◆ **TEXTE CITÉ**:

******************************

L’être auquel se rapporte l’insomnie lévinassienne ressemble beaucoup à l’Être de Parménide: immuable, éternel, ne connaissant pas la possibilité de dire ni de penser le non-être, ni l’altérité, ni la pluralité. C’est contre cet être que Platon, qui pense le rapport du mythe et du dialogue comme le rapport indissociable de l’un et du deux, du rêve et de l’éveil, soulève l’interrogation. Et c’est à cet être que Heidegger revient comme à ce qui a été oublié. Le chapitre qui précède celui sur l’insomnie, dans De l’existence à l’existant, s’intitule « existence sans existant », et traite de ce murmure interminable de l' »il y a », où les existants retournent à l’être comme à une présence indifférenciée, qui est comme une nuit où « la disparition de toute chose et la disparition du moi, ramènent à ce qui ne peut disparaître, au fait même de l’être auquel on participe, bon gré mal gré, sans en avoir pris l’initiative, anonymement » (p.95). Nous y sommes irrémédiablement livrés à l’être, à son grouillement de points, à son champ de force, à sa lourde et « monotone présence qui nous étouffe dans l’insomnie. Le frôlement de l’il y a, c’est l’horreur » (p.98). On y est plongé dans l’indétermination de « quelque chose se passe »[5], sans pouvoir l’assumer dans la responsabilité, sans pouvoir même en mourir. Lévinas écrit plus loin que l’horreur est l’impossibilité de la mort[6], l’universalité de l’existence jusque dans son anéantissement. Lévinas oppose alors l’horreur de cette nuit à l’angoisse heideggerienne, la peur d’être et l’existence irrémissible à la peur du néant (EE p.102).

******************************

◆ **DONNÉES ENREGISTRÉES**:
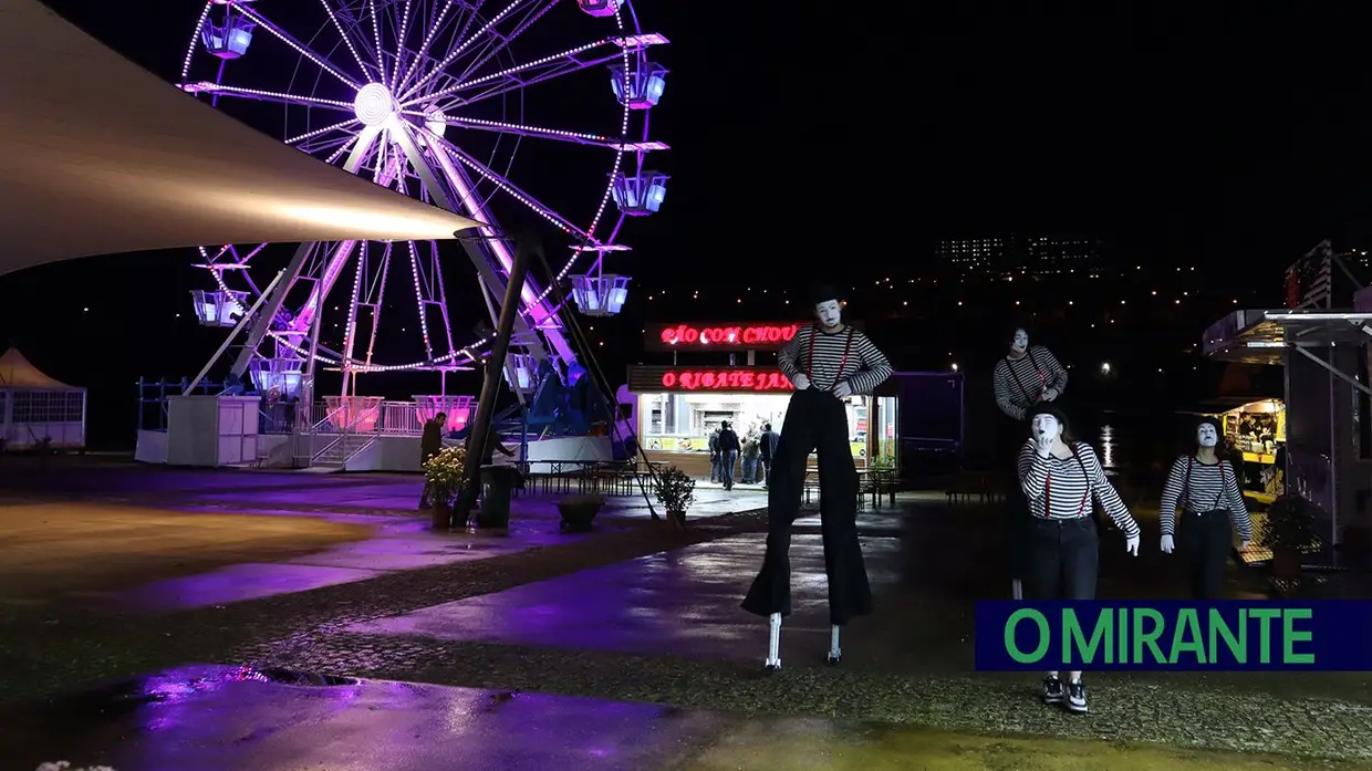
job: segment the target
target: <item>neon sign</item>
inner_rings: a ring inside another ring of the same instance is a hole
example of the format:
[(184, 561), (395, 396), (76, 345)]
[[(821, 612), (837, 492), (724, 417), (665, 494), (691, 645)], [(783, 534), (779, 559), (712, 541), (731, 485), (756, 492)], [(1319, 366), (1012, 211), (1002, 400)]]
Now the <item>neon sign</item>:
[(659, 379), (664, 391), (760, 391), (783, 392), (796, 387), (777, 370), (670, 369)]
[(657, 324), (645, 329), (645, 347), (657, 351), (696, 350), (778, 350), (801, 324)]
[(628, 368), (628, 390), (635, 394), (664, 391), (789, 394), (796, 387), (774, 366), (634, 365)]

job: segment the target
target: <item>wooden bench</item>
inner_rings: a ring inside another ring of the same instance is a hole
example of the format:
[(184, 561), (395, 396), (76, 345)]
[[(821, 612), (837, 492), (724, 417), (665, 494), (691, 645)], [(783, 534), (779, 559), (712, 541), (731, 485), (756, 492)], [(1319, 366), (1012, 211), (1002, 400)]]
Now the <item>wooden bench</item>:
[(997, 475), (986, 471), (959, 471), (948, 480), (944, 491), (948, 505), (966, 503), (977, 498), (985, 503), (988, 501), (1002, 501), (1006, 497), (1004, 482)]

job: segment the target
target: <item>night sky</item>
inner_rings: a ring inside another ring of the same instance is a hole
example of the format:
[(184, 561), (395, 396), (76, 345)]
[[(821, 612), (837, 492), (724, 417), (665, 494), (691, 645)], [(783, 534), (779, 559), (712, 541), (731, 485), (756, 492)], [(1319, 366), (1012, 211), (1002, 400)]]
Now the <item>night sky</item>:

******************************

◆ **OBJECTIF**: Poursuivez le texte sur l’insomnie chez Lévinas après sa dernière phrase.

◆ **RÉSULTAT CI-DESSOUS**:
L’autre occurrence ici choisie du thème de l’insomnie se situe presque au début de Le temps et l’autre[7], et condense en cinq pages ce que le premier texte explorait en vingt. C’est ensemble plus prudemment et plus brutalement que Lévinas y rapproche l’insomnie de l’être heideggerien. Plus prudemment parce qu’il ne croit pas « que Heidegger puisse admettre un exister sans existant qui lui paraîtrait absurde (p.24). Plus brutalement parce que Heidegger appelle Geworfenheit, le fait d’être jeté dans l’existence (une existence qui précède ainsi toute existence), une expérience qui n’est autre que celle de l’insomnie: « Approchons cette situation par un autre biais. Prenons l’insomnie » (TA p.27). Dans l’insomnie il n’y a plus de temps, plus de commencement[8] ni de fin, c’est le fleuve d’Héraclite mais un fleuve qui ne passe même pas. Il n’y a pas moyen de se retirer de la vigilance à l’être auquel on est tenu, « vigilance, sans refuge d’inconscience, sans possibilité de se retirer dans le sommeil comme dans un domaine privé ». Ce que Lévinas propose donc à l’encontre de Heidegger, c’est de traiter l’angoisse comme l’expérience de l’impossibilité de mourir, et le sentiment que cela ne finira jamais, que l’être n’a pas de porte de sortie. La présence qu’éprouve l’insomnie est infernale.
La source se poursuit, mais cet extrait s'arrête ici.